*Direction*
Pull out every line in the rows below that contains the word "Find".

*Data supplied*
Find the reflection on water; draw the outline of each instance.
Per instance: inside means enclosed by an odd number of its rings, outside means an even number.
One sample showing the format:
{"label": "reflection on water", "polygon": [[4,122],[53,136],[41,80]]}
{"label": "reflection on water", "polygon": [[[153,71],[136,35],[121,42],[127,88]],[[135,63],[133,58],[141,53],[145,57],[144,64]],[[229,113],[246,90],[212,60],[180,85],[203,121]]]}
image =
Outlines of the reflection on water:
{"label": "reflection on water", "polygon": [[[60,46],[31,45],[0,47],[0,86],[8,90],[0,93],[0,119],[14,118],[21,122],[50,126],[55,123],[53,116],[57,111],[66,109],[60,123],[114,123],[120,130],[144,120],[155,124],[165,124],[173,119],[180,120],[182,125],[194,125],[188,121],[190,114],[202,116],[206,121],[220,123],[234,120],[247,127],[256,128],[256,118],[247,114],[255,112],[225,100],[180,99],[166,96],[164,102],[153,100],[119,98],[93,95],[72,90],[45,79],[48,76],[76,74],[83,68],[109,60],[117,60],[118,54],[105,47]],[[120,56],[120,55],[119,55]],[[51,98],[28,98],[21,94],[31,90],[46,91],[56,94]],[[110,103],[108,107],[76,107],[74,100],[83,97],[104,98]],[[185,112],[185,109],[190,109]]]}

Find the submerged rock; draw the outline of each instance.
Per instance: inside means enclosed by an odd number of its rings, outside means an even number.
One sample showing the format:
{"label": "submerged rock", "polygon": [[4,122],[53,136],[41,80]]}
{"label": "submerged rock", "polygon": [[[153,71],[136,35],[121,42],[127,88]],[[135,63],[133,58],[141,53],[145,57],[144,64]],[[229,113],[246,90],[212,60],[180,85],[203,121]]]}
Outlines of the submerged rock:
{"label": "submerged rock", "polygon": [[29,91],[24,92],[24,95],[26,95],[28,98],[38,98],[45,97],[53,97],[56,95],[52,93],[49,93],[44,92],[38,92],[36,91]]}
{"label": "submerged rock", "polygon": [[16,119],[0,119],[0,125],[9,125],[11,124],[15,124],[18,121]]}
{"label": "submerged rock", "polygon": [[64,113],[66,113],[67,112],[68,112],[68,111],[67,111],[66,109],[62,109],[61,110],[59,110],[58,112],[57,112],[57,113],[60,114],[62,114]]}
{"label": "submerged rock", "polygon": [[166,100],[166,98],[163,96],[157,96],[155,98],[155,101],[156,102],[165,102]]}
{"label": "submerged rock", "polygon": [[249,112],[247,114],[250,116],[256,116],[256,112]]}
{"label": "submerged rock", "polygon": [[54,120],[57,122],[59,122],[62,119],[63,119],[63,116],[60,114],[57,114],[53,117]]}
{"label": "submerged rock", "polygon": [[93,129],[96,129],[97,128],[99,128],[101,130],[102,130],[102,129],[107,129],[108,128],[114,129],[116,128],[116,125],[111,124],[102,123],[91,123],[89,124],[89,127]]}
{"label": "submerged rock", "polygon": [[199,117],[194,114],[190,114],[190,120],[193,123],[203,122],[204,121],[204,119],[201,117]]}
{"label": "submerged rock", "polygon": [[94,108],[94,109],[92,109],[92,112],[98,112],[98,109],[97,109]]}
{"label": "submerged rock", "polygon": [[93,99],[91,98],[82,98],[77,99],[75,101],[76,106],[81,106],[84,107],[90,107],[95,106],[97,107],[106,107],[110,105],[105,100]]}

*Reply to the exercise*
Find the reflection on water; draw the outline of each instance.
Find the submerged rock; draw the outline of each instance.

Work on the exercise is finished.